* **Passage**:
* BEGIN *

2. Data Acquisition Methodology

Consumer-grade quadcopters (e.g., DJI Phantom/Mavic series) equipped with 1″–1/2.3″ CMOS RGB sensors (FOV of 80°–95°) were used for acquisition. The cameras were mounted at oblique angles between 30° and 70° from nadir, with flight altitudes spanning 30–120 meters above ground level. Data were collected via a combination of forward-motion passes and hover-plus-yaw slow pans. Video was captured in H.264 format (MP4) at bitrates of 50–100 Mbps.

Pre-processing involved decoding video to raw RGB frames, applying lens-distortion correction, and performing color normalization. Additionally, 16×16-pixel patches are extracted from each image for patch-based processing workflows. Each frame is accompanied by detailed metadata, including GPS coordinates, altitude, camera attitude (pitch, yaw, roll), UTC timestamp, and source filename (Sharma et al., 16 Jan 2026).

3. Annotation Protocol

The annotation schematic follows a semi-automated pipeline leveraging Segment Anything Model 2 (SAM2):

Expert annotators provide positive (water) and negative (non-water) point prompts on 5–10 keyframes per sequence.
SAM2 propagates these prompts across the video, generating dense, per-frame masks.
Manual spot checks are performed on approximately 10% of frames to intercept and correct class drift or label error.

Each frame’s annotation is a single-channel PNG: 0 (non-flood), 1 (flood). Metadata is stored as a per-frame JSON bundle. Quality control metrics indicate that on keyframes, human/SAM2 mask agreement achieves a mean IoU ≥ 0.92, with overall pseudo-label precision/recall exceeding 95% on spot-checked samples (Sharma et al., 16 Jan 2026). No finer-grained class ontology is provided: the focus is strictly water extent delineation versus non-water.

4. Licensing, Access, and Usage Recommendations

The Oblique Floodwater Dataset is distributed under the Creative Commons Attribution 4.0 International license (CC BY 4.0). Direct download and code are available at https://github.com/decide-ugent/floodwater-dataset.

* END *

* **Supplied material**:
* BEGIN *

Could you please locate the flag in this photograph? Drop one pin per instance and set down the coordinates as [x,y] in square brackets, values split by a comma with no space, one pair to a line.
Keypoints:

* END *

* **Problem statement**:
Retype the floodwater dataset passage from "Consumer-grade quadcopters (e.g., DJI" up to and including "of 50–100 Mbps." word for word.

* **Reply**:
Consumer-grade quadcopters (e.g., DJI Phantom/Mavic series) equipped with 1″–1/2.3″ CMOS RGB sensors (FOV of 80°–95°) were used for acquisition. The cameras were mounted at oblique angles between 30° and 70° from nadir, with flight altitudes spanning 30–120 meters above ground level. Data were collected via a combination of forward-motion passes and hover-plus-yaw slow pans. Video was captured in H.264 format (MP4) at bitrates of 50–100 Mbps.